In late November 2001, two months after the September 11 terrorist attacks on the World Trade Center and Pentagon, pro-U.S. Northern Alliance forces captured Lindh after the suppression of a prison mutiny near the Afghan town of Mazar-i-Sharif. He was among a group of Taliban who supported al-Qaeda terrorists. Wounded by a bullet in the right thigh, Lindh had been hiding for a week in the basement of a prison fortress as the United States waged war in Afghanistan against the Taliban.

Northern Alliance forces flooded the basement of the prison, prompting Lindh and other survivors to emerge and surrender. Lindh was handed over to CIA operatives, who initially refused him a lawyer and allegedly mistreated him during an interrogation to obtain intelligence about bin Laden's whereabouts. Lindh was later taken to the United States, where he was officially charged with conspiring to kill U.S. citizens and aiding al-Qaeda.

In July 2002, Lindh's lawyers reached a plea bargain with federal prosecutors. Lindh agreed to plead guilty to reduced charges and to drop claims that U.S. personnel had tortured him. A few months later, in October 2002, Lindh was sentenced to 20 years in prison.

Dubbed “the American Taliban,” Lindh baffled the U.S. public with his unlikely conversion to militant Islam. His case also foreshadowed problems in the legal prosecution of U.S. citizens and others in the war against terrorism.

To be done:
**A.** From the Lindh passage, reproduce word for word the stretch from "In July 2002, Lindh's" through "years in prison.".
**B.** According to the Lindh passage, how many years in prison was Lindh sentenced to in October 2002?

Dataset extract:
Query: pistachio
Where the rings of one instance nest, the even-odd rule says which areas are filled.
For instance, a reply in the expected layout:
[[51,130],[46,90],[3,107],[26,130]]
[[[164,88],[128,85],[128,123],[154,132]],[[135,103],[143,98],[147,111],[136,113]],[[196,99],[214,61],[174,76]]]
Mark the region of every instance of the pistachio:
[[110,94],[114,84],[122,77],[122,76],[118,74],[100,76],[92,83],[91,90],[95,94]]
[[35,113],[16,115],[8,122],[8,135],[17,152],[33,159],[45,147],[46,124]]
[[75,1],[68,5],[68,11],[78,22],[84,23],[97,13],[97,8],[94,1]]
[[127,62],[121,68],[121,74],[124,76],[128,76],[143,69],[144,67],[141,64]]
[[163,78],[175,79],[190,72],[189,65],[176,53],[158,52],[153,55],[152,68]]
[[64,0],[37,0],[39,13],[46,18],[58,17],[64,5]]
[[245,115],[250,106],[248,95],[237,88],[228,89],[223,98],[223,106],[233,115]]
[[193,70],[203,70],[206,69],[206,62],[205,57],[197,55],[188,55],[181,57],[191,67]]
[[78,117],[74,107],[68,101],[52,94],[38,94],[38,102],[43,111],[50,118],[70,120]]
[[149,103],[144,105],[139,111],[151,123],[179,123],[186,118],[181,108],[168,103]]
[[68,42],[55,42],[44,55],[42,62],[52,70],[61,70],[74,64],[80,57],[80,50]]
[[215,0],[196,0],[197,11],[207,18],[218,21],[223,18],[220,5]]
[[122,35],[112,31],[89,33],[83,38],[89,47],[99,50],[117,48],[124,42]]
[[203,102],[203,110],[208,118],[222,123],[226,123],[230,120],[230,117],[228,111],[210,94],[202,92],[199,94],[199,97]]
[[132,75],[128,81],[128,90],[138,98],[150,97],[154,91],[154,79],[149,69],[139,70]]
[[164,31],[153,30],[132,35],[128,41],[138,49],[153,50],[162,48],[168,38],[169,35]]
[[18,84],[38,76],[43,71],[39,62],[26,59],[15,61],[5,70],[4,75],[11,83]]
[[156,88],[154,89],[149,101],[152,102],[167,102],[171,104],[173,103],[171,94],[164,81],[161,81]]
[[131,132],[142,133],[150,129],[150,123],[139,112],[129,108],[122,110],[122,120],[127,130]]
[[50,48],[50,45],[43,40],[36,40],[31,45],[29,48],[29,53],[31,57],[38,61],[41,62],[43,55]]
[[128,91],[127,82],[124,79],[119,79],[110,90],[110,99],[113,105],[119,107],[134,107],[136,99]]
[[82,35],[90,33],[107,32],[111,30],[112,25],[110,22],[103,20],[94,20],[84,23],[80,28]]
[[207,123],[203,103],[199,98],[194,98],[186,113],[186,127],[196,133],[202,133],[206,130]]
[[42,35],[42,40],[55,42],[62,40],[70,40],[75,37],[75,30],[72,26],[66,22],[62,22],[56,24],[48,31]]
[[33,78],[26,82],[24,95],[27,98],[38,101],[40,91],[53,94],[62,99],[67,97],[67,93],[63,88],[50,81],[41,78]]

Results for the exercise:
**A.**
In July 2002, Lindh's lawyers reached a plea bargain with federal prosecutors. Lindh agreed to plead guilty to reduced charges and to drop claims that U.S. personnel had tortured him. A few months later, in October 2002, Lindh was sentenced to 20 years in prison.

**B.** 20 years